**Activity**
In the listing below, transcribe the line that contains "Teacher note: indicate the yellow" and all lines following it, ending with the last line. Add nothing.

**Exercise materials**
* * *
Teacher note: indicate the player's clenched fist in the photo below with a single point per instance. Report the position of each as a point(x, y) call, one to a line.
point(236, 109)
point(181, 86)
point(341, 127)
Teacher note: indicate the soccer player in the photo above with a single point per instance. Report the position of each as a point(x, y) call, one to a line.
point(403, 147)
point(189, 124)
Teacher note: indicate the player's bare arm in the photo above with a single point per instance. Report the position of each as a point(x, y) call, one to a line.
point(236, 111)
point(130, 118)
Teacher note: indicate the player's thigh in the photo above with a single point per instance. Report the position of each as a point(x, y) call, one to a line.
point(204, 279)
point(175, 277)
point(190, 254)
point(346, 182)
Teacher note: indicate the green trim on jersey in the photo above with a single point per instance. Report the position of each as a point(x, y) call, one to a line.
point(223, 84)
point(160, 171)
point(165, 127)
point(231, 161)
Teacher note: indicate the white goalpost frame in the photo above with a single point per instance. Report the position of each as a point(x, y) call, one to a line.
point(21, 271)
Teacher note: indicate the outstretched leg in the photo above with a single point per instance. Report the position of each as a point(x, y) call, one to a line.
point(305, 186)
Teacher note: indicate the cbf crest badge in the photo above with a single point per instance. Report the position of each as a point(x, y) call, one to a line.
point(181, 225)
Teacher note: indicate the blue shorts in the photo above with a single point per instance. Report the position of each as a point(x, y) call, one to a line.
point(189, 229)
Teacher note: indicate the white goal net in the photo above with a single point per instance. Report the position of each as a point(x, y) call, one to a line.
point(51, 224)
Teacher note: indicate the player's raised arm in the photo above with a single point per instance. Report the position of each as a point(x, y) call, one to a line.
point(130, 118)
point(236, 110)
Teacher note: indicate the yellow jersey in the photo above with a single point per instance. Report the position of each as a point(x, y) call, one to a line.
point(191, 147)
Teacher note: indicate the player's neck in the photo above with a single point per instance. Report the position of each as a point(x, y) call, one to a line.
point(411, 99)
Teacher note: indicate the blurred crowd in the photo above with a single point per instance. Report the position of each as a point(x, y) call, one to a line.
* * *
**Solution for this problem**
Teacher note: indicate the yellow jersey in the photo above with a single point per instance. Report the position of each as a point(x, y) call, one to a line.
point(191, 147)
Teacher note: indicate the player's neck in the photo above with a single point per instance. Report the position of each as a point(x, y) call, one to a line.
point(411, 99)
Teacher note: indicate the blurred crowd in the photo above with a single point per instance. Report the position of each as a point(x, y) call, one to a line.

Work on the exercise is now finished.